» Work item: An exact copy of the entries below is required, with all pictures removed.

*** Information given

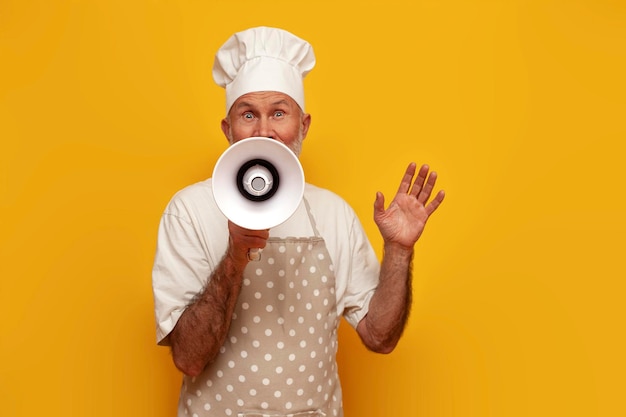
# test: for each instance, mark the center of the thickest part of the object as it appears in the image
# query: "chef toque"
(263, 59)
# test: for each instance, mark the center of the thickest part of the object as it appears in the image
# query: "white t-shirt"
(193, 236)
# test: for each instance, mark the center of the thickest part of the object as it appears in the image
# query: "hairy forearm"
(389, 308)
(202, 328)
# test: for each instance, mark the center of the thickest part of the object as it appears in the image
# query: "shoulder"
(324, 199)
(192, 199)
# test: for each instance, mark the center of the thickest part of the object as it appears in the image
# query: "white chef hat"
(263, 59)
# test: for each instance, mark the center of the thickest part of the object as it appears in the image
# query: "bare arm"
(401, 225)
(203, 326)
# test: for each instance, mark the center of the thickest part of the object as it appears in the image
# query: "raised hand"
(404, 220)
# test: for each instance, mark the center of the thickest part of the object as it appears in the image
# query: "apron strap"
(311, 219)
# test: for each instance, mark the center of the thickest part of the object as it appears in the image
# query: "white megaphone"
(258, 183)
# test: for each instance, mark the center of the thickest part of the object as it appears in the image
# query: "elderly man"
(260, 338)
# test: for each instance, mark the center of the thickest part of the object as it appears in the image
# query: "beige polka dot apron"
(279, 356)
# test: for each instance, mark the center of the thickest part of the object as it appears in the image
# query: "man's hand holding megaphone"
(244, 244)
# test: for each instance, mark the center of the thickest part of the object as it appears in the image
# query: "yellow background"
(107, 108)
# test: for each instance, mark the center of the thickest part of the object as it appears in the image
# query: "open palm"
(404, 220)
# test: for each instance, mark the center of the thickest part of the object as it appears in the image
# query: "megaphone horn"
(258, 183)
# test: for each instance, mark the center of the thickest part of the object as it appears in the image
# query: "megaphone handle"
(254, 254)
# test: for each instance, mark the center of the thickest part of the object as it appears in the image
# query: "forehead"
(264, 99)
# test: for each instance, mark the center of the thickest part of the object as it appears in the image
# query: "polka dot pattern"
(279, 357)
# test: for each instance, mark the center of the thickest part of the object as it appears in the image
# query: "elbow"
(383, 347)
(189, 368)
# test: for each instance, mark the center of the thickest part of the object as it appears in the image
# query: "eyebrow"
(242, 104)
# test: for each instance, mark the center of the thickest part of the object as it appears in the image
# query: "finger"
(432, 206)
(379, 204)
(405, 184)
(419, 181)
(424, 195)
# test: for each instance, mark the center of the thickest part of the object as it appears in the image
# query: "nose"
(265, 128)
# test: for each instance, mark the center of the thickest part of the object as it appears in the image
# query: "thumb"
(379, 203)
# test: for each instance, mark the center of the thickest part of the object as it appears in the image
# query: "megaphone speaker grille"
(258, 183)
(257, 180)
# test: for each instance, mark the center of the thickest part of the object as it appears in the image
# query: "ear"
(306, 122)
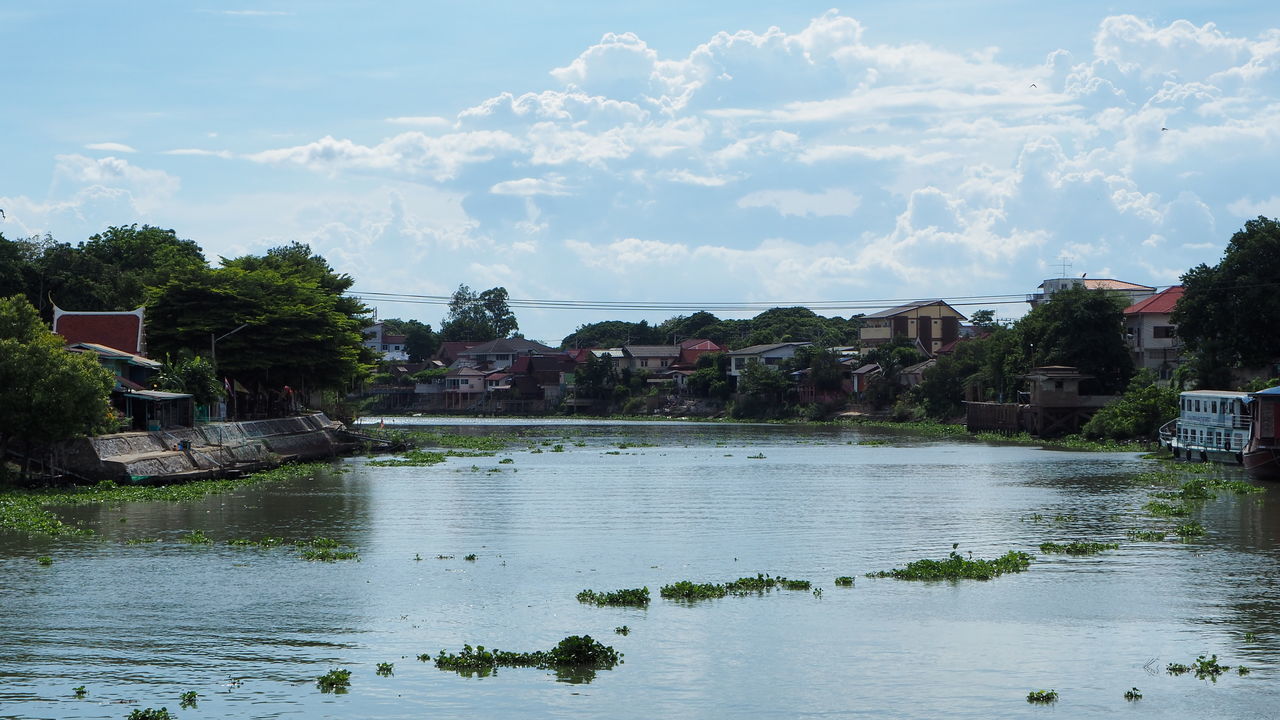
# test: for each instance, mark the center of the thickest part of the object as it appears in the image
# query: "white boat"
(1212, 425)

******

» Completed exercise:
# test: for each instance, mark the center of the thickest part of the object as it appears in the image
# query: "chef toque"
(263, 59)
# test: for each instance, mark the center of the thickest part of the object as it appears in the image
# query: "white t-shirt"
(193, 236)
# test: for each instance, mark the center of the thickest part of the object as it appears in the image
# query: "hairy forearm"
(389, 308)
(202, 328)
# test: for each instance, mark the center of the thickest part of the object as it appears in the image
# query: "shoulder"
(324, 199)
(192, 199)
# test: for each instance, mark the center of the thickest part of the object as it appears in the image
# query: "white chef hat"
(263, 59)
# test: for each instance, mark the center of the thickest part of the object as it appears in the image
# query: "bare arm"
(401, 225)
(203, 326)
# test: for each instance, mark the center of the thickest part of the object as it appears in the image
# query: "raised hand"
(404, 220)
# test: for each instance, mark the center of the thickest part of the object as it appears in the image
# query: "apron strap"
(311, 219)
# test: for each instance, mark the center of the thickest part of the object as it appears in the image
# query: "white megaphone"
(258, 183)
# test: for each instance, mark the center of the thickest part of the object as it appears in the image
# query: "elderly man"
(260, 338)
# test: for each instance, mark the center of the thickest part of the object as it appears in the image
# query: "beige polka dot apron"
(279, 356)
# test: for each instance, mark the center of the thickest part of the object as it appears in the image
# query: "man's hand holding megaphone"
(244, 244)
# test: for each instance, mark the center of the thickest part of the object as it appears in the image
# query: "yellow background"
(107, 108)
# test: for each instance, mark the center of the thickest part of the object as it appears in the image
# query: "open palm"
(404, 220)
# test: for each instance, mark the center of the thickest part of the object as it appears in the image
# query: "megaphone horn"
(258, 183)
# test: for each instance, mark the center of the thickest part of the object as it appears in the image
# query: "megaphone handle"
(254, 254)
# test: for each instance, mark the center of the thickest part of the object as it appears in the image
# query: "forehead"
(264, 99)
# test: for each instance, mark the center of the thickest part of the object as it appears in the image
# query: "polka dot pattern"
(279, 357)
# test: for each instance, mark the center of the thickest part of the object as it appears in the image
# query: "elbow"
(383, 347)
(189, 368)
# test: for each instance, mark the center of the thickest part of the object as it appears in the image
# query: "eyebrow"
(242, 104)
# test: for each instance, mark the center of the thickest part of the object as it appears in the image
# query: "finger"
(432, 206)
(379, 204)
(405, 184)
(419, 181)
(424, 195)
# test: for each instance, mark the center of the thickest part of the object as it appears in the image
# query: "nose"
(265, 128)
# test: for each instance, mark the center of the thickest part of the object as it appears in the image
# query: "thumb"
(379, 203)
# test: for each instance, mark the center of the thickest part of the object as it appears in the image
# query: "megaphone speaker grille"
(258, 183)
(257, 180)
# test: for each instance, mark the center of the thickest part of the object as it appears in the image
# query: "ear"
(306, 122)
# test: for each instance, mark the center of the thickest part of the object as it appears in the image
# query: "white boat"
(1212, 425)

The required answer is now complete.